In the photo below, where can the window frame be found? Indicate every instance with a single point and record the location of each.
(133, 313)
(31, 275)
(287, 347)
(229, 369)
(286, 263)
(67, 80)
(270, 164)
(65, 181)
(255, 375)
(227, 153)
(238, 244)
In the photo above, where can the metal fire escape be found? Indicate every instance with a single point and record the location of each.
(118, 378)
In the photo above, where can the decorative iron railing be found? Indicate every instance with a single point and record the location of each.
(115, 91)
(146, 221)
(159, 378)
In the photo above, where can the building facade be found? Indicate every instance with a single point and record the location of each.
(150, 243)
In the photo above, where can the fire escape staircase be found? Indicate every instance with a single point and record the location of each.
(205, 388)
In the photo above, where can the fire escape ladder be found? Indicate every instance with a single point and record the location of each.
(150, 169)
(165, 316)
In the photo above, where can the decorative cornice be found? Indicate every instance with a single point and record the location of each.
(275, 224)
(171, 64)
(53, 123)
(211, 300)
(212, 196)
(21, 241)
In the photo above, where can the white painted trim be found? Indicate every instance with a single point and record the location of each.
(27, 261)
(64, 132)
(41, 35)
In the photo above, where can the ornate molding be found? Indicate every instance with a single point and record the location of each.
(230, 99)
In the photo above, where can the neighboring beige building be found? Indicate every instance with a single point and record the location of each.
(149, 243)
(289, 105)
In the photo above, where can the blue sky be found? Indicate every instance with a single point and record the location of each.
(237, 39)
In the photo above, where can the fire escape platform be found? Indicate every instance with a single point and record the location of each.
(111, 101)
__________
_PROBLEM_
Can you rewrite every line, starting at the one that contains "In the photo above, where can the fire escape staircase" and ending with the last line, raising each coordinate value by 84 and copying the other lines unchanged?

_FINAL RESULT_
In the photo above, where can the fire escape staircase be found? Indicate every instance with a single point and record the location of each.
(289, 472)
In the photo above, where can the fire escape ladder be found? Indicate every instance with a single point and record the location of each.
(234, 253)
(249, 400)
In the photo above, where can the decorative cornice be found? Indicate every instance with a single point and record the location of each.
(359, 308)
(255, 148)
(137, 207)
(295, 384)
(296, 280)
(105, 325)
In the photo above, where can the white painted trim be found? Indicate every instance with a single point and record the location of each.
(111, 345)
(148, 216)
(125, 119)
In the photo above, where can the ornate molding be found? Indicate every instance with a single point and record the location of each.
(314, 183)
In the photo above, where can the neighboring beige building be found? Indicate every instance with a single point and record the location of each.
(233, 327)
(373, 189)
In the photo above, where can the blue sky be found? Indicate every instance with a single point and record the location of each.
(321, 123)
In the photo above, where can the fire escape platform be found? Indicate every instance with a single point and record the location of each.
(195, 185)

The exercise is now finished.